課題
アレルギー検査についての文章から、「それが最近、あることがきっか」を含む語句で始まり「な言い分には無理があります。」で終わる部分を一字も変えずに引用せよ。

対象本文
前回の記事において触れましたが、私は子供の頃から体は丈夫な方でした。そのため学校を休むようなことは稀でしたが、ただ、くしゃみ、鼻水、鼻づまりはひどく、いわゆる鼻垂れ小僧でした。
そこであるとき、血液を採って、アレルギー検査をしてもらったことがありました。それによって、重度のダニアレルギーがあることが分かったのです。ダニがいると反応するというよりも、ほこりっぽいところにいくと、そこにダニの死骸やフンが混じっているので、それに体が反応するという感じです。
自分がダニアレルギーであることが分かってから四半世紀以上経ちましたが、鼻の調子は変わらないどころか、むしろ悪化している感じです。ひょっとしたらドイツ特有のアレルギーがあるのか、花粉症になったのかもしれないと思っていました。
しかし私は子供の頃以来、長いこと検査をしませんでした。どうせ治るものではないという諦念の気持ちと、自分で自分の病気を知ってしまうことによって必要以上に意識してしまうことが嫌だったという思いがあったのです。
それが最近、あることがきっかけで、そのような考え方は間違いであるという思いに至ったのです。
きっかけ
私自身に子供ができてから、当然のように子持ちの親と接する機会が増えました。それで気がついたのですが、自分の子供をちゃんと医者に診せない親がけっこういるのです。もっとも彼らは、発熱やケガの場合には病院に連れて行くのです。しかしながら、先天的な病気の恐れがある場合に二の足を踏むのです。
検査を受けさせない理由を聞くと、よく返ってくる反応は「自分の子供に〇〇病というレッテルを貼りたくない」というものです。
まさに私自身が(花粉も含めた)アレルギー検査をしてこなかった理由と重なります。しかし、一点決定的な違いがあり、私の場合は自分の病気の有無をはっきりさせなかったのです。私は自分の子供が持病を抱えているかもしれないのであれば、必ず検査を受けさせます。
自分の子供に検査を受けさせない親のなかには「私はそもそも〇〇病なんて存在しないと思っている」というようなことを言う人もいます。確かに、存在を認めるかどうかについて意見が分かれる「病気」というものも存在します。しかしながら、その病気が存在するかどうかについて少なくとも世間一般的には異論の余地がなく、しかも、グレーゾーンではなく、誰が見ても典型的な症状が出ているのであれば、そのような言い分には無理があります。

提供データ
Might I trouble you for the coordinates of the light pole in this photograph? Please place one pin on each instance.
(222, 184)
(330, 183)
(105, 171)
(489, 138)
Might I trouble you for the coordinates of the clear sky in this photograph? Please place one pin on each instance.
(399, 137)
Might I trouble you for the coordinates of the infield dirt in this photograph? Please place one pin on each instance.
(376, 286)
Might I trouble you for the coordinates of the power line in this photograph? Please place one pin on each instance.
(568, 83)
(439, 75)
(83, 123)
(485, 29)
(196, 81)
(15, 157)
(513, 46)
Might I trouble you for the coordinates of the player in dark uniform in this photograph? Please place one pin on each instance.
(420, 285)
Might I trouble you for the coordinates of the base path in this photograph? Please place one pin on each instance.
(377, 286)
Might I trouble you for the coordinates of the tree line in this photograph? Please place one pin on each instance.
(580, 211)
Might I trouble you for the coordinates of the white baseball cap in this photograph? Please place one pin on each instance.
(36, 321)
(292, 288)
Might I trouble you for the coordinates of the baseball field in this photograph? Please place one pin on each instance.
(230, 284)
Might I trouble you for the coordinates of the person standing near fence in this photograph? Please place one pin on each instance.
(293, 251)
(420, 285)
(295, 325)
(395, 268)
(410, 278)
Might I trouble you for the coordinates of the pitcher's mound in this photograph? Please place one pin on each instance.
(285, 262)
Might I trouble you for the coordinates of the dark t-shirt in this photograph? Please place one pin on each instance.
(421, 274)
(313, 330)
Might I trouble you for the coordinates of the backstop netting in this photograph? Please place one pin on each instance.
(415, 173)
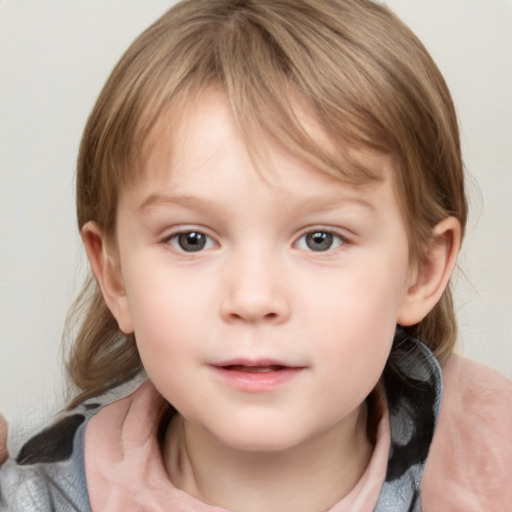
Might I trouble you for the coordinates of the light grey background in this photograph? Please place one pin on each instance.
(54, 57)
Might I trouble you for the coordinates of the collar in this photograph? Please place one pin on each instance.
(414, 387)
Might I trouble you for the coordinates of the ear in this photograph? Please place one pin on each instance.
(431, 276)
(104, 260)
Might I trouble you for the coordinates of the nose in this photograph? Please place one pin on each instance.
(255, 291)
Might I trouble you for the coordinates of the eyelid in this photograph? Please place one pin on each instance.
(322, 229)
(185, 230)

解答
それが最近、あることがきっかけで、そのような考え方は間違いであるという思いに至ったのです。
きっかけ
私自身に子供ができてから、当然のように子持ちの親と接する機会が増えました。それで気がついたのですが、自分の子供をちゃんと医者に診せない親がけっこういるのです。もっとも彼らは、発熱やケガの場合には病院に連れて行くのです。しかしながら、先天的な病気の恐れがある場合に二の足を踏むのです。
検査を受けさせない理由を聞くと、よく返ってくる反応は「自分の子供に〇〇病というレッテルを貼りたくない」というものです。
まさに私自身が(花粉も含めた)アレルギー検査をしてこなかった理由と重なります。しかし、一点決定的な違いがあり、私の場合は自分の病気の有無をはっきりさせなかったのです。私は自分の子供が持病を抱えているかもしれないのであれば、必ず検査を受けさせます。
自分の子供に検査を受けさせない親のなかには「私はそもそも〇〇病なんて存在しないと思っている」というようなことを言う人もいます。確かに、存在を認めるかどうかについて意見が分かれる「病気」というものも存在します。しかしながら、その病気が存在するかどうかについて少なくとも世間一般的には異論の余地がなく、しかも、グレーゾーンではなく、誰が見ても典型的な症状が出ているのであれば、そのような言い分には無理があります。